GIVEN PROBLEM. Look for the line containing "outline <item>green plant leaf</item>" in the listing below. Retype that line and every subsequent line through the last one, and only those.

RECORD LIST.
· · ·
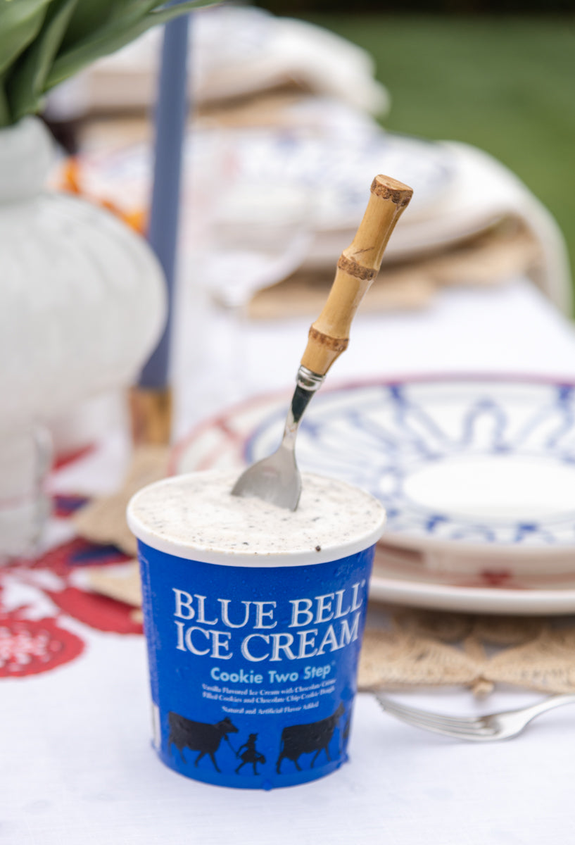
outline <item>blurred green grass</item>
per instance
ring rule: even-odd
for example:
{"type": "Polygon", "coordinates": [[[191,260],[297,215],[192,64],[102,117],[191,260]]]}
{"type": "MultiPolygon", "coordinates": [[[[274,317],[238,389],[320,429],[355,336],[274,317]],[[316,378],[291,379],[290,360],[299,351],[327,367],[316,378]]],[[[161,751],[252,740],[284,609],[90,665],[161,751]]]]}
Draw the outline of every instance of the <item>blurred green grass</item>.
{"type": "Polygon", "coordinates": [[[365,47],[388,129],[495,155],[553,214],[575,271],[575,15],[314,14],[365,47]]]}

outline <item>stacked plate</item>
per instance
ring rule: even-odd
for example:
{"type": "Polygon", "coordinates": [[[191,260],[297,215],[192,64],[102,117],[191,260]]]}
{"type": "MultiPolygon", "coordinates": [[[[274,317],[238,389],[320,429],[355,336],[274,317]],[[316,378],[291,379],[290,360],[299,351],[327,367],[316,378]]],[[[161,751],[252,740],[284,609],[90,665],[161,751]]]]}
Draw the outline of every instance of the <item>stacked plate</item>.
{"type": "MultiPolygon", "coordinates": [[[[277,446],[287,398],[232,408],[175,451],[175,472],[237,466],[277,446]]],[[[575,384],[446,377],[323,390],[302,469],[385,506],[372,597],[517,613],[575,610],[575,384]]]]}

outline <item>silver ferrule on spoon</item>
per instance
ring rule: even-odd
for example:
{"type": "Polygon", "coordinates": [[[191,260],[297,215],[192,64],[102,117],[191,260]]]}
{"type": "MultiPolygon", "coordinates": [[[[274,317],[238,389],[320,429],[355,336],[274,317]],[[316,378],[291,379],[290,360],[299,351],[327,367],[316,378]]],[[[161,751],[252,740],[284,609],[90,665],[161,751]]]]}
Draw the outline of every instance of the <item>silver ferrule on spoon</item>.
{"type": "Polygon", "coordinates": [[[285,427],[282,437],[282,446],[293,451],[296,448],[296,435],[306,408],[317,390],[323,384],[325,375],[313,373],[306,367],[301,366],[297,371],[296,390],[291,397],[285,427]]]}

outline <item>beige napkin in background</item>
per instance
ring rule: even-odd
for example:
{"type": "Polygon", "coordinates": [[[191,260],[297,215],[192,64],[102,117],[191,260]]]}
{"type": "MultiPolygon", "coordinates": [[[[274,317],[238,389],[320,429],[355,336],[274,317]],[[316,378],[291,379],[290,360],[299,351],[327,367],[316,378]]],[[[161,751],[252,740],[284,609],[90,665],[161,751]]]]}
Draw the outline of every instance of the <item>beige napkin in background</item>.
{"type": "Polygon", "coordinates": [[[123,486],[111,496],[92,499],[78,510],[72,521],[80,537],[91,542],[111,543],[136,555],[136,538],[127,527],[126,508],[132,496],[152,482],[165,477],[170,455],[168,446],[137,446],[123,486]]]}
{"type": "MultiPolygon", "coordinates": [[[[507,217],[473,238],[442,252],[402,264],[384,264],[361,308],[387,311],[424,308],[444,286],[493,286],[520,274],[536,274],[540,245],[522,221],[507,217]]],[[[258,291],[249,304],[254,319],[273,319],[322,310],[334,281],[332,270],[301,270],[258,291]]]]}

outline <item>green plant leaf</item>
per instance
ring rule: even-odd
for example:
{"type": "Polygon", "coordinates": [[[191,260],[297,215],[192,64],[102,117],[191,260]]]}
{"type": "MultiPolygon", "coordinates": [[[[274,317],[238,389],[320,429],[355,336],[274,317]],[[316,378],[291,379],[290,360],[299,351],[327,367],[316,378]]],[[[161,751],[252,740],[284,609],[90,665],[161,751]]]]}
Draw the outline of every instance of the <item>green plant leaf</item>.
{"type": "Polygon", "coordinates": [[[40,34],[19,57],[8,87],[13,120],[38,111],[46,77],[78,3],[53,0],[40,34]]]}
{"type": "Polygon", "coordinates": [[[119,16],[133,0],[80,0],[70,19],[62,47],[68,50],[119,16]]]}
{"type": "MultiPolygon", "coordinates": [[[[187,0],[186,3],[163,7],[159,11],[145,13],[143,15],[142,8],[148,5],[149,0],[137,0],[130,4],[132,8],[125,8],[125,19],[115,18],[110,20],[92,35],[61,53],[54,62],[45,90],[49,90],[102,56],[115,52],[151,27],[166,24],[187,12],[212,6],[218,2],[219,0],[187,0]]],[[[155,6],[157,7],[158,3],[155,3],[155,6]]]]}
{"type": "Polygon", "coordinates": [[[51,0],[0,0],[0,74],[35,38],[51,0]]]}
· · ·
OUTPUT OF THE TASK.
outline <item>green plant leaf</item>
per instance
ring rule: even-odd
for example:
{"type": "Polygon", "coordinates": [[[191,260],[297,215],[192,64],[102,117],[191,260]]]}
{"type": "MultiPolygon", "coordinates": [[[[274,317],[238,389],[320,429],[355,336],[274,317]],[[316,378],[291,379],[290,360],[299,351],[327,367],[316,378]]],[[[161,751],[252,740],[284,609],[90,665],[161,751]]]]}
Draw the outline of every instance of the <item>green plant leaf</item>.
{"type": "Polygon", "coordinates": [[[40,34],[19,57],[8,87],[13,120],[38,111],[46,77],[78,3],[53,0],[40,34]]]}
{"type": "Polygon", "coordinates": [[[119,16],[133,0],[80,0],[70,19],[62,47],[68,50],[119,16]]]}
{"type": "MultiPolygon", "coordinates": [[[[187,0],[186,3],[163,7],[159,11],[145,13],[143,15],[142,8],[148,5],[149,0],[137,0],[130,4],[132,8],[125,8],[125,19],[115,18],[110,20],[92,35],[61,53],[54,62],[45,90],[49,90],[102,56],[115,52],[151,27],[166,24],[187,12],[212,6],[218,2],[219,0],[187,0]]],[[[155,6],[157,7],[158,3],[155,3],[155,6]]]]}
{"type": "Polygon", "coordinates": [[[51,0],[0,0],[0,74],[35,38],[51,0]]]}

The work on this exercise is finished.